REQUIREMENTS =>
(a) Restate the paragraph of the invention summary beginning "The present invention seeks to provide" in a single shorter sentence that keeps its main facts.
(b) Write out the invention summary word for word from "[0009] The present" to "predictive vector quantization.".

TEXT PASSAGE =>
────────────────
Summary Of The Invention
[0007] The present invention seeks to provide improved systems and methods for vector quantization
that account for spectral balance variations while avoiding the limitations of the
prior art.
[0008] A quantization system and method are disclosed that achieve similar objective performance,
in terms of mean spectral distortion and outliers, for speech within and outside the
training database, and similar quantizer performance for different types of speech
largely irrespective of the spectral balance. The present invention exploits properties
of line-spectrum pairs to yield a robust quantizer with superior performance under
various conditions. The present invention further discloses a more error-robust system
and method for deriving adaptable mean values based upon previous quantizer decisions
in a uniform gain moving average fashion.
[0009] The present invention is an extension to mean-removed vector quantization and is
equally applicable to both auto-regressive and moving average predictive vector quantization.
────────────────
RECORDED DATA =>
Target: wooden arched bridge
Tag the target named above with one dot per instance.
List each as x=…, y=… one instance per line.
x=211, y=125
────────────────
OUTPUTS IN ORDER =>
(a) The invention aims to give better vector quantization systems and methods that handle spectral balance variations without the prior art's limitations.

(b)
[0009] The present invention is an extension to mean-removed vector quantization and is
equally applicable to both auto-regressive and moving average predictive vector quantization.